_CONSIGNE 1:_ Dans les lignes des données fournies plus bas, relevez toutes celles qui contiennent le mot « coat ».

_EXTRAIT À LIRE:_
Pour le surplus, la cour se réfère expressément aux conclusions des parties, reprises oralement.

II - Motifs de la décision

Engagé par le groupe BERYL-BONUS, depuis le 1.8.1991, et ayant travaillé sous différentes enseignes ou sociétés, Monsieur Y a été licencié par lettre du 11 juillet 2003, ainsi libellée

Suite à l'entretien du mercredi 9 Juillet 2003 avec Monsieur ..., nous vous informons que malgré les explications que vous avez fournies et après examen de votre dossier, nous avons décidé de vous licencier.

Nous vous rappelons tout d'abord que depuis le 1" Novembre 1997, vous avez été affectés, avec votre conjoint, à notre Établissement ECULLY GD OUEST.

Nous vous rappelons également qu'aux termes des dispositions du dernier alinéa de l'Article 3 de votre contrat de travail, vous êtes tenu par une clause de mobilité ainsi libellée " Il est bien précisé que la Société se réserve.la possibilité, et ce, compte tenu des exigences commerciales, de déplacer Monsieur et Madame Y, à toute autre succursale relevant du Groupe BONUS. De convention expresse entre les parties, tout refus opposé à une décision de mutation constituera une rupture du contrat de travail du fait des Gérants."

Par courrier du 18 Mars 2003, vous nous avez demandé de vous faire une proposition de Gérant seul dans un de nos magasins. Cette demande était motivée par le fait que vous et Madame Y ne souhaitiez plus travailler ensemble.

Par lettre recommandée du 28 Avril 2003, nous vous avons proposé une affectation à compter du 11 Août 2003, à notre Établissement du MANS. N'ayant pas eu de réponse, nous vous avons adressé le 14 Mai 2003 un courrier recommandé vous demandant de nous faire connaître votre position.

_DONNÉES FOURNIES:_
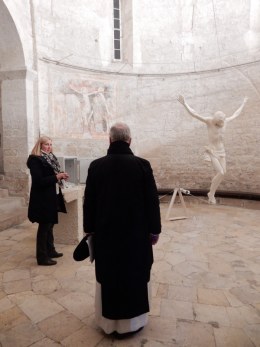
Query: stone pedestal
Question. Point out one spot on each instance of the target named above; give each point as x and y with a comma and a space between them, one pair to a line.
69, 230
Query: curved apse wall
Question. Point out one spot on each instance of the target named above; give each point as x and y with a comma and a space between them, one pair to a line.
209, 52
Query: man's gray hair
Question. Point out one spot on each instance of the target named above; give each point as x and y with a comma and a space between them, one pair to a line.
120, 132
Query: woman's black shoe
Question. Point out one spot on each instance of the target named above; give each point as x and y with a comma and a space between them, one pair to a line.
47, 262
56, 255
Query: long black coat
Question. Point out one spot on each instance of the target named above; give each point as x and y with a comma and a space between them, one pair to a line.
44, 203
121, 208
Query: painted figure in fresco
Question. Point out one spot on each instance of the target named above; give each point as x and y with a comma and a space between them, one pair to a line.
215, 151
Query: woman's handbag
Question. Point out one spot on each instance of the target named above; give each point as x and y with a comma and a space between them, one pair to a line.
81, 252
84, 249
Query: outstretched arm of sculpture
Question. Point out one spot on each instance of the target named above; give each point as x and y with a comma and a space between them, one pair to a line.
238, 111
192, 112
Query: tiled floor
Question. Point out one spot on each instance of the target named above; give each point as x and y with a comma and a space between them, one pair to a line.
205, 280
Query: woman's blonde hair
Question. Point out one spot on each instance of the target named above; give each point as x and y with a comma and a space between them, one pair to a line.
37, 147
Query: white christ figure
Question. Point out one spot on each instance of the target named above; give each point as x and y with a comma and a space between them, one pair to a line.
215, 151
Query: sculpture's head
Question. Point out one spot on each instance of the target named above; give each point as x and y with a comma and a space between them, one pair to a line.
219, 119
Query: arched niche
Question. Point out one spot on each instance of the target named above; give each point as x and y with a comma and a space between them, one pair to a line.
16, 105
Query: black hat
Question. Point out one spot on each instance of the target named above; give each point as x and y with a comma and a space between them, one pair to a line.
81, 252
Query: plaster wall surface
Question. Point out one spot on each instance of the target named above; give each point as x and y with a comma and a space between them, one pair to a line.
207, 51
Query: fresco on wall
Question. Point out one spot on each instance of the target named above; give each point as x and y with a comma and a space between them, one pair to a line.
83, 108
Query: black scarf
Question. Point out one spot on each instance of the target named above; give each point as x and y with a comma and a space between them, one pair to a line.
52, 160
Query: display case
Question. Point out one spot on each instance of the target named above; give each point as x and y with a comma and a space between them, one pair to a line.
71, 166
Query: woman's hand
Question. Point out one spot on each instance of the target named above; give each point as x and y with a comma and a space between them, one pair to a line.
154, 238
62, 176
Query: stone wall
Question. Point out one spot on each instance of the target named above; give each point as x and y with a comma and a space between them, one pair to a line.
207, 51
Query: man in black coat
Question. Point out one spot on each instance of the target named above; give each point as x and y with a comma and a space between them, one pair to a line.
121, 209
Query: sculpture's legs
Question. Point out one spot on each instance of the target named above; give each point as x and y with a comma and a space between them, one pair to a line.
219, 164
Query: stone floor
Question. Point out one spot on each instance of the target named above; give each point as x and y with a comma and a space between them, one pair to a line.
205, 280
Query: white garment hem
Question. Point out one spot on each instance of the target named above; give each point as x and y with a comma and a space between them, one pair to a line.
120, 325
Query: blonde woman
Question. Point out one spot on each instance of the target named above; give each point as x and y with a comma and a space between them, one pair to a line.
46, 199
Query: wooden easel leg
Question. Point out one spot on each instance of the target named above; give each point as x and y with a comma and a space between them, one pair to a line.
167, 217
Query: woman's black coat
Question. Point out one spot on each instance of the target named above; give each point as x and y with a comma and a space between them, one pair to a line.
44, 203
121, 208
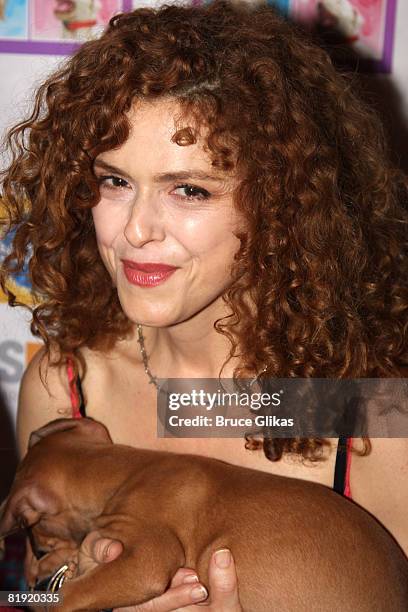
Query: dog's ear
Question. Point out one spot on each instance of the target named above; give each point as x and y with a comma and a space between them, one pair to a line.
50, 428
86, 426
26, 504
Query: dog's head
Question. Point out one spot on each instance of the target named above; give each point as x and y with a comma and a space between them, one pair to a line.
39, 488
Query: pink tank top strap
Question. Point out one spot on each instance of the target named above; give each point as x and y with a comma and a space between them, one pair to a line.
75, 402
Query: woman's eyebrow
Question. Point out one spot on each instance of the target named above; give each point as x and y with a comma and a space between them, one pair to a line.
99, 163
164, 177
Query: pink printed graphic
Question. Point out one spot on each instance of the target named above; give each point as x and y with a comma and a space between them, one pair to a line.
71, 20
361, 22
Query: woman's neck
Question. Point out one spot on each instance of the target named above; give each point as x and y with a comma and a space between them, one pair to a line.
190, 349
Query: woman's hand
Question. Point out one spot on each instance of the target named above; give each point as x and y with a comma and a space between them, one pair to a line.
185, 591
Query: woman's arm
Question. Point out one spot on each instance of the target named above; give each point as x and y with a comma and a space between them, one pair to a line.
379, 483
37, 405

_CONSIGNE 2:_
Répondez à ces questions d'après l'extrait ci-dessus :
(a) À quelle date est datée la lettre de licenciement de Monsieur Y ?
(b) Dans quel établissement et à partir de quelle date lui a-t-on proposé une affectation ?
(c) Pour quelle raison avait-il demandé, le 18 mars 2003, un poste de gérant seul ?

_RÉPONSE 1:_
Query: long black coat
Query: man in black coat
Query: woman's black coat

_RÉPONSE 2:_
(a) Le 11 juillet 2003.
(b) À l'établissement du MANS, à compter du 11 août 2003.
(c) Parce que Madame Y et lui ne souhaitaient plus travailler ensemble.